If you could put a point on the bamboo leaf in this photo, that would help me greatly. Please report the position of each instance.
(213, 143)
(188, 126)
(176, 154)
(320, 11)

* **WHAT TO DO**: Reproduce the entries above in full, verbatim.

* **SOLVED EXERCISE**:
If you could put a point on the bamboo leaf in this photo, that would help me greatly. Please report the position of each instance.
(213, 143)
(188, 126)
(176, 154)
(320, 11)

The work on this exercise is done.